**Written task**
Print word for word every line from the one containing "Target: laptop keyboard" through the final line of the entries below, including both of those lines.

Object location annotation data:
+===+
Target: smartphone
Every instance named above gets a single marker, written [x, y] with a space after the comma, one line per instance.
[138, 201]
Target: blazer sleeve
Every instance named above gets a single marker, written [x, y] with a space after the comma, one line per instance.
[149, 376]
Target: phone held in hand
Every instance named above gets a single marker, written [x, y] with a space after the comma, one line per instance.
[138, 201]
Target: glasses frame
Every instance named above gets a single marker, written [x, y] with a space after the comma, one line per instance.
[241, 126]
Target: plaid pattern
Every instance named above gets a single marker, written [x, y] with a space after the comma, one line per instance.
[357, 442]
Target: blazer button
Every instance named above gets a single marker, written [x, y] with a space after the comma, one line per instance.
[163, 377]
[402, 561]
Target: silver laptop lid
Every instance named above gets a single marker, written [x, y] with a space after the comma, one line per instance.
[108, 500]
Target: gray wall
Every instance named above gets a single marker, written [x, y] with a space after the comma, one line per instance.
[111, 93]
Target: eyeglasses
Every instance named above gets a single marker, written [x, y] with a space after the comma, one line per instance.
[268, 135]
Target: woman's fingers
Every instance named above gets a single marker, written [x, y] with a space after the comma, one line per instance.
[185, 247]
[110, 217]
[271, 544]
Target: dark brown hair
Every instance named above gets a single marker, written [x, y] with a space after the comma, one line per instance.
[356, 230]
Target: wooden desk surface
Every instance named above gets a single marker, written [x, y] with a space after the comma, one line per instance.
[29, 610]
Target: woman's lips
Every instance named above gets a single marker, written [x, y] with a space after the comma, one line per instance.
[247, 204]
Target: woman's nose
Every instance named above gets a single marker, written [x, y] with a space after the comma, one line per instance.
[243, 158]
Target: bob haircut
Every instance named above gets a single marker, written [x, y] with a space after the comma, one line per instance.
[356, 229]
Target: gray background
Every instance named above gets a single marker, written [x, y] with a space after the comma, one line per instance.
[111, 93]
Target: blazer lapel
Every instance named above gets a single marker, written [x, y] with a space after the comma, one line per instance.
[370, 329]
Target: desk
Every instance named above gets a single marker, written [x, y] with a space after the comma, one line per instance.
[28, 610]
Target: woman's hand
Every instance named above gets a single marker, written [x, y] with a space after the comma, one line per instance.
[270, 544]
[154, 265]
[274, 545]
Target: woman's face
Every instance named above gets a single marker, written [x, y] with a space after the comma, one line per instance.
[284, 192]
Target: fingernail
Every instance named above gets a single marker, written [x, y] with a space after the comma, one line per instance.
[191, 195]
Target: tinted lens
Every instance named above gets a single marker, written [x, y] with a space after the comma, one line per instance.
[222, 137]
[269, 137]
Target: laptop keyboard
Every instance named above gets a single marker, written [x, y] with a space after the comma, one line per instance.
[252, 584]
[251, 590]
+===+
**Solution for this problem**
Target: laptop keyboard
Every instance named above gets a single marker, written [x, y] with a space after the comma, one line per instance.
[252, 584]
[251, 590]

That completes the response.